--- WHAT YOU NEED TO DO ---
#1 In the passage on large-scale lava flows, about how many years ago did the Siberian Traps happen?
#2 Retype the stretch of the passage on large-scale lava flows from "The Siberian Traps" through "below this point.".

--- PAGE EXCERPT ---
###
But what of large scale lava flows? For examples of this we have the Deccan and SIberian Traps. The Deccan Traps is a large igneous area in the South Western area of India. It it probably what’s called a large shield volcano that started forming around 66 million years ago and may have lasted for 30,000 years, the time of the dinosaurs disappearing and the Chicxulub asteroid hit and covered an area of about 600,000 square miles with lava to a depth of about 1.2 miles, 720,000 cubic miles of very hot lava and enormous amounts of carbon dioxide, possibly 12 trillion tonnes. Mount St. Helens was about 1 cubic mile. There may also be an asteroid hit in the form of the Shiva off the West Coast of India around this time.
The Siberian Traps happened around 252 million years ago and coincided with another mass extinction event that was even larger being an area of about 3 million square miles covered to about 1.3 miles deep, so about 4 million cubic miles of lava and maybe as much as 64 trillion tonnes of CO2. Both of these events have been suggested they were linked to ‘mantle plumes’ with a weaking of the earth’s mantle below this point.
###
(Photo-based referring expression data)
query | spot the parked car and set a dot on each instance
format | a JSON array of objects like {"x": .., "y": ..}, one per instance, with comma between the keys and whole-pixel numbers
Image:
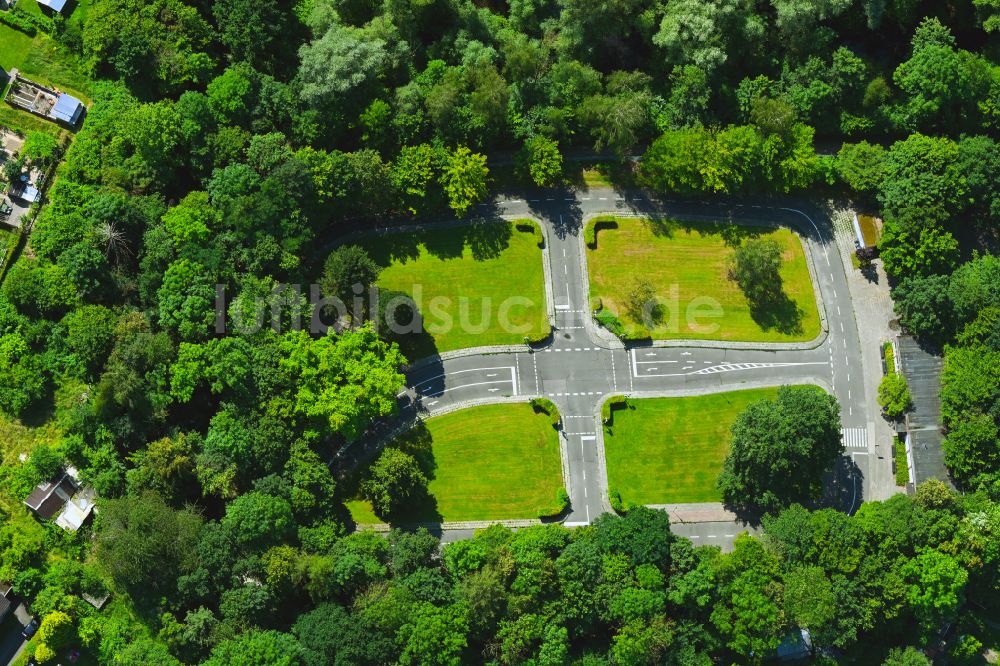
[{"x": 30, "y": 629}]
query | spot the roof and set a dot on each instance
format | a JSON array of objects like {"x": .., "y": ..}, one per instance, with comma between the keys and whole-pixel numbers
[
  {"x": 76, "y": 510},
  {"x": 48, "y": 498},
  {"x": 55, "y": 5},
  {"x": 67, "y": 108}
]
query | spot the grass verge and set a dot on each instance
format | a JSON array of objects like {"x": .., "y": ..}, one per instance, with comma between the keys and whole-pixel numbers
[
  {"x": 475, "y": 285},
  {"x": 494, "y": 462},
  {"x": 686, "y": 266},
  {"x": 670, "y": 450}
]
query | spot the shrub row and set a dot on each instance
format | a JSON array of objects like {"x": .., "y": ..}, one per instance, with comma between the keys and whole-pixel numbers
[
  {"x": 529, "y": 227},
  {"x": 902, "y": 469}
]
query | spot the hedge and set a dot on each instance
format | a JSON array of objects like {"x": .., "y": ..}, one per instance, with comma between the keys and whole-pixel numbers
[
  {"x": 596, "y": 224},
  {"x": 29, "y": 24},
  {"x": 902, "y": 468}
]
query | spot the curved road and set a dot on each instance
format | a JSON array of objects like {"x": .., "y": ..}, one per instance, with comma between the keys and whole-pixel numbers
[{"x": 579, "y": 367}]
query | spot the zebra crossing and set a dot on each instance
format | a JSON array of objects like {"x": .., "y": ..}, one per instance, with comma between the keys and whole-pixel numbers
[{"x": 854, "y": 438}]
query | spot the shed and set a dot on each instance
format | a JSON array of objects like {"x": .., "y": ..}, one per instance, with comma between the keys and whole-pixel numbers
[
  {"x": 54, "y": 5},
  {"x": 67, "y": 108},
  {"x": 48, "y": 498}
]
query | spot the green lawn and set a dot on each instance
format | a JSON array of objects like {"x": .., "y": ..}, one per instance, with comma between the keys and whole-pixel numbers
[
  {"x": 455, "y": 275},
  {"x": 670, "y": 450},
  {"x": 494, "y": 462},
  {"x": 685, "y": 263}
]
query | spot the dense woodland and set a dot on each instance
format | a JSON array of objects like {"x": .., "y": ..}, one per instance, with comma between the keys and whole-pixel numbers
[{"x": 229, "y": 142}]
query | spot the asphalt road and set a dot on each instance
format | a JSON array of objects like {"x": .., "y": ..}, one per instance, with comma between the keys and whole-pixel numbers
###
--- WRITTEN RESPONSES ---
#1 Around 252 million years ago.

#2
The Siberian Traps happened around 252 million years ago and coincided with another mass extinction event that was even larger being an area of about 3 million square miles covered to about 1.3 miles deep, so about 4 million cubic miles of lava and maybe as much as 64 trillion tonnes of CO2. Both of these events have been suggested they were linked to ‘mantle plumes’ with a weaking of the earth’s mantle below this point.